- Opening Delimiter -

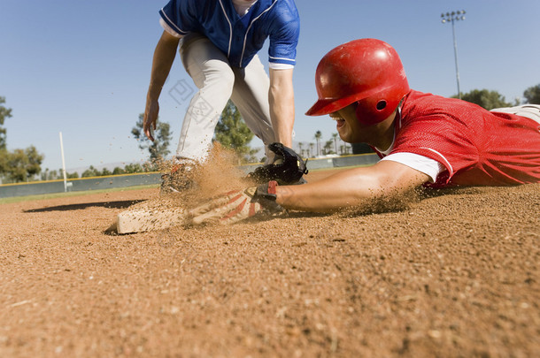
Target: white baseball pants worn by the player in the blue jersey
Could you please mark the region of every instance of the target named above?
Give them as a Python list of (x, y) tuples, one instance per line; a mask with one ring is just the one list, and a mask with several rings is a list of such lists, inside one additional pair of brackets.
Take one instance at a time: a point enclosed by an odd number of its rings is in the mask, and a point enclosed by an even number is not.
[(203, 162), (229, 98), (246, 125), (265, 145), (274, 142), (268, 90), (270, 80), (258, 56), (245, 68), (231, 67), (227, 57), (201, 34), (181, 39), (180, 57), (199, 91), (193, 96), (181, 127), (176, 157)]

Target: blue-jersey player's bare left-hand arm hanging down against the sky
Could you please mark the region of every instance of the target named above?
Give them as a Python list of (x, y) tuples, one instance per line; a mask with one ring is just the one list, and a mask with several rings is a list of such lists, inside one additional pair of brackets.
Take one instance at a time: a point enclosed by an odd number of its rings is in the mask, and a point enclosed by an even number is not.
[(150, 73), (150, 86), (146, 95), (146, 107), (144, 109), (143, 131), (150, 141), (154, 141), (151, 129), (156, 129), (156, 121), (159, 113), (159, 95), (165, 84), (165, 80), (171, 71), (171, 67), (176, 56), (179, 38), (172, 34), (163, 32), (159, 39), (154, 57), (152, 60), (152, 70)]

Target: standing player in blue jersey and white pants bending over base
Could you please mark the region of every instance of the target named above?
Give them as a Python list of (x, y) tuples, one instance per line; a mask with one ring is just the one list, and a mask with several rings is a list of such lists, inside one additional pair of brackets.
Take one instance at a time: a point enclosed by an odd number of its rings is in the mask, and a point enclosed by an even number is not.
[[(292, 144), (294, 92), (300, 30), (294, 0), (171, 0), (159, 11), (164, 32), (154, 52), (144, 110), (144, 133), (158, 118), (158, 98), (176, 55), (199, 89), (189, 103), (176, 151), (175, 176), (202, 163), (228, 100), (265, 145)], [(269, 39), (269, 76), (258, 51)], [(272, 161), (272, 153), (267, 151)], [(182, 183), (178, 185), (178, 183)], [(180, 191), (181, 180), (166, 184)]]

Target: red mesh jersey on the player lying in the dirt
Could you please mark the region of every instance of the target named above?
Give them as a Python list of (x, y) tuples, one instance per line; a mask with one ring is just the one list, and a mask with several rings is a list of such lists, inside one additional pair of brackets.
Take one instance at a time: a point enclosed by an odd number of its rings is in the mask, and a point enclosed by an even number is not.
[(429, 186), (540, 182), (540, 124), (533, 119), (413, 90), (395, 126), (390, 154), (427, 156), (446, 168)]

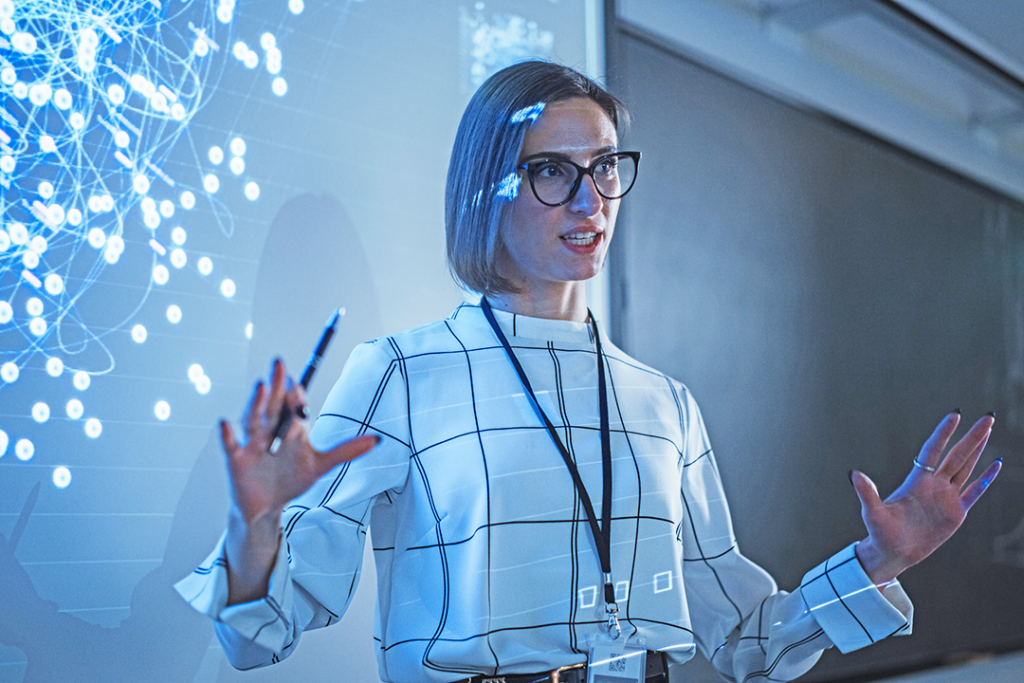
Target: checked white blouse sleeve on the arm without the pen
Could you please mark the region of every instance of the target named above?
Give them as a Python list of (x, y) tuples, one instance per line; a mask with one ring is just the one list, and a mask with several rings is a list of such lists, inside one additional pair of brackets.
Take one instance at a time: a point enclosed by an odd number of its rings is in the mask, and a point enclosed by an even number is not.
[(684, 582), (694, 640), (729, 681), (795, 679), (822, 650), (849, 652), (908, 634), (912, 605), (898, 582), (876, 588), (843, 549), (807, 572), (793, 593), (738, 550), (718, 465), (696, 403), (688, 413), (681, 495)]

- Closing Delimiter -

• _ABOUT THIS EXERCISE_:
Exclude the pictures and repeat the entries word for word.

• _RESPONSE BOX_:
Target: white baseball pants worn by the player in the blue jersey
Could you please mark the region of every instance of the target named above?
Give them as a Python list of (x, y) tuples, one instance per line; a mask with one ring is just the one list, and a mask with several rings is a list of such lists, inside one additional pair of brackets.
Take one instance at a time: a point enclosed by an odd number of its rings is in the mask, and a point enclosed by an even number is not.
[(203, 162), (229, 98), (246, 125), (265, 145), (274, 142), (268, 90), (270, 80), (258, 56), (245, 68), (231, 67), (227, 57), (201, 34), (181, 39), (180, 57), (199, 91), (193, 96), (181, 127), (176, 157)]

Target: blue-jersey player's bare left-hand arm hanging down against the sky
Could you please mark the region of every instance of the target named above?
Give them as a Python list of (x, y) tuples, one instance per line; a mask with one ring is just the one list, and a mask with several rings is a list of such lists, inside one additional pair of brackets.
Take one instance at a time: a point enclosed by an odd number of its rings is in the mask, and a point enclosed by an even number is not.
[(150, 73), (150, 86), (146, 95), (146, 107), (144, 109), (143, 131), (150, 141), (154, 141), (151, 129), (156, 129), (156, 121), (159, 113), (159, 95), (165, 84), (165, 80), (171, 71), (171, 67), (176, 56), (179, 38), (172, 34), (163, 32), (159, 39), (154, 57), (152, 60), (152, 70)]

Target: standing player in blue jersey and white pants bending over base
Could you please mark the region of every instance of the target named above?
Give them as a Python list of (x, y) tuples, one instance per line; a mask with one ring is just the one list, and a mask with several rings is a list of such lists, inside one additional pair of brackets.
Take one instance at a time: a point enclosed by an odd number of its rings is in the mask, and a point enclosed by an even number is not.
[[(292, 144), (294, 92), (300, 30), (294, 0), (171, 0), (159, 11), (164, 32), (154, 52), (144, 110), (144, 133), (158, 118), (158, 98), (176, 55), (199, 89), (189, 103), (176, 151), (175, 176), (202, 163), (228, 100), (265, 145)], [(269, 39), (269, 76), (258, 51)], [(272, 161), (272, 153), (267, 151)], [(182, 183), (178, 185), (178, 183)], [(180, 191), (181, 180), (166, 184)]]

Target: red mesh jersey on the player lying in the dirt
Could you please mark the region of every instance of the target named above?
Give them as a Python list of (x, y) tuples, one instance per line; a mask with one ring is just the one list, and a mask with several rings is a list of such lists, inside one additional pair of brackets.
Take one instance at a time: a point enclosed by an odd number of its rings is in the mask, and a point enclosed by an even number is not.
[(429, 186), (540, 182), (540, 124), (533, 119), (413, 90), (395, 126), (390, 154), (427, 156), (446, 168)]

Target: checked white blouse sleeve on the arm without the pen
Could you please mark the region of every instance of the target named above?
Give them as a Python list of (x, y) tuples, one instance per line; a mask with one ring is just the one list, and a mask with several rings is a list of such lists, inside one additional pair of brackets.
Take one instance at a time: a point enclosed by an odd number of its rings is in the mask, and a point enclosed by an even number is not.
[(684, 582), (694, 640), (729, 681), (795, 679), (822, 650), (849, 652), (908, 634), (912, 605), (898, 582), (876, 588), (843, 549), (807, 572), (793, 593), (738, 550), (718, 465), (696, 403), (688, 413), (681, 495)]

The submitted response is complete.